◆ **Given exercise**
Copy the data from the line with "Rules. Find each instance of the stone pillar" up to and including the line with "point(151, 53)", and adjust each coordinate in the answer points by -64. Leave the requests and their sample points unchanged.

◆ **Records for the exercise**
════════
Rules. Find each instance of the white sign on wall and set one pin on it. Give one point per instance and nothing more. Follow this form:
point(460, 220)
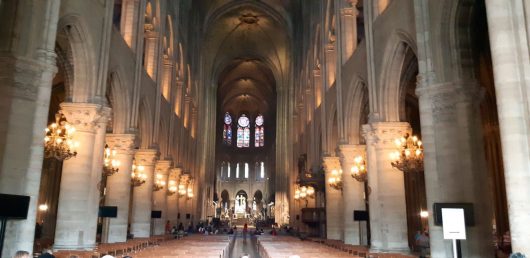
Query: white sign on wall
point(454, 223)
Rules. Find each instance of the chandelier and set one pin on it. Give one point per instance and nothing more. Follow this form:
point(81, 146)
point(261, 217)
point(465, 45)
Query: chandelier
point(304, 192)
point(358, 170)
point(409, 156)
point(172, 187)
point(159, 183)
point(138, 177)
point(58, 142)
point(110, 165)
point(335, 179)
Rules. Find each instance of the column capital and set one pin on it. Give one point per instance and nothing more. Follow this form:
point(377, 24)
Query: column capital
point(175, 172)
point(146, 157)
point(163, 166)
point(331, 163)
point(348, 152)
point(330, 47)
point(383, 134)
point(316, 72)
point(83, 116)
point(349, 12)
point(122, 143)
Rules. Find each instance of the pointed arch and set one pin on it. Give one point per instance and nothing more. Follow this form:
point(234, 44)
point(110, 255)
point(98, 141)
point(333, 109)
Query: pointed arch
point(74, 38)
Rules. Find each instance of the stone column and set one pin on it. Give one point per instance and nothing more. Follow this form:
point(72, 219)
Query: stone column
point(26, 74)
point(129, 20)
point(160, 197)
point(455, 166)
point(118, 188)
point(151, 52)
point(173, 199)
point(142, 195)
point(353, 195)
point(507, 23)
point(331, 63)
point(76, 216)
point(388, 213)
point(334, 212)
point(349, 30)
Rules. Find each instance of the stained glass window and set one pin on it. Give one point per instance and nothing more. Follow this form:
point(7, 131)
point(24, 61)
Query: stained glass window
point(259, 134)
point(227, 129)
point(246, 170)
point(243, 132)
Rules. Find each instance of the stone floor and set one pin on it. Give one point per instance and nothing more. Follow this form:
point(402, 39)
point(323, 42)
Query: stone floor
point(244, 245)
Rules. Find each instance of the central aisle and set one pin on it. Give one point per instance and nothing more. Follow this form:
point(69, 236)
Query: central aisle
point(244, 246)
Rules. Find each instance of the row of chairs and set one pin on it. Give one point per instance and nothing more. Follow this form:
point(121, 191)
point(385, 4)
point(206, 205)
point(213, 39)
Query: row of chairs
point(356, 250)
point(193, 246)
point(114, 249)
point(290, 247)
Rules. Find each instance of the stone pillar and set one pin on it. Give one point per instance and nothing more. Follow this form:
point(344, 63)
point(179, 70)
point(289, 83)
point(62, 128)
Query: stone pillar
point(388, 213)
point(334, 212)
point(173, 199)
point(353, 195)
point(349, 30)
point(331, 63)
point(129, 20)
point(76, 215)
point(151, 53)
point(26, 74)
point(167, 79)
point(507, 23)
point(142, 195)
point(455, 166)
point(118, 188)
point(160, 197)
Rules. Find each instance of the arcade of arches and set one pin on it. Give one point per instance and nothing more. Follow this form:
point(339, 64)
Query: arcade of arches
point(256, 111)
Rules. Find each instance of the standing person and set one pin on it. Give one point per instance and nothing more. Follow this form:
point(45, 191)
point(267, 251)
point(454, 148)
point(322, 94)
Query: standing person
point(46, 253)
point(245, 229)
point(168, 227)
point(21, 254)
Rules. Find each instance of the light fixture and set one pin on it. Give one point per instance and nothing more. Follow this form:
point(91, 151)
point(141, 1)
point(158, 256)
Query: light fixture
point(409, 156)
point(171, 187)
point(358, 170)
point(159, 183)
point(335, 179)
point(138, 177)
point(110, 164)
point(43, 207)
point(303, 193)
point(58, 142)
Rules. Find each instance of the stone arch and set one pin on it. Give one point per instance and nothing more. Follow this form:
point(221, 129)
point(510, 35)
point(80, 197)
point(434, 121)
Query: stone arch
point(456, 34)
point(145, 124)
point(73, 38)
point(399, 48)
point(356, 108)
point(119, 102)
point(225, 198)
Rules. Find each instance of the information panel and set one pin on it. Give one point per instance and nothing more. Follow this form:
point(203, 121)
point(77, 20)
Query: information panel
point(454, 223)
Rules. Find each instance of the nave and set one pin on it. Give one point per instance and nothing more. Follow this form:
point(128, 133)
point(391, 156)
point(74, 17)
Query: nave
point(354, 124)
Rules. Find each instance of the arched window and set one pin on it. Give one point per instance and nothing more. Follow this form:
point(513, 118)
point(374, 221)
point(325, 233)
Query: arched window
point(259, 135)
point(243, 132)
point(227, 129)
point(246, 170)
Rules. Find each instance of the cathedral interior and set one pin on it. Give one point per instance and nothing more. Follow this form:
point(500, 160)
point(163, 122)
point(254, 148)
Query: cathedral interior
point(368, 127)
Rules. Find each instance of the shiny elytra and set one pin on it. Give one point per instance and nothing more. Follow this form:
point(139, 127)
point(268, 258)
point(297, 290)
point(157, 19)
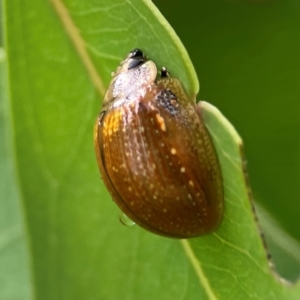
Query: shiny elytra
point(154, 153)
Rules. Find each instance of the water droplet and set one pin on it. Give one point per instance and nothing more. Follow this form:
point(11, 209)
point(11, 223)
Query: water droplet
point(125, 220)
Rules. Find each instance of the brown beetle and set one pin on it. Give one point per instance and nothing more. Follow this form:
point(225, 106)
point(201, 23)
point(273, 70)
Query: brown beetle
════════
◆ **Answer to this exercise**
Rules. Find each instance of the stone pillar and set one pin on it. Give one point per instance and nothing more. Follow this form:
point(344, 63)
point(179, 70)
point(289, 83)
point(62, 128)
Query: stone pillar
point(324, 149)
point(270, 148)
point(109, 135)
point(289, 131)
point(285, -34)
point(267, -1)
point(65, -44)
point(12, 151)
point(87, -11)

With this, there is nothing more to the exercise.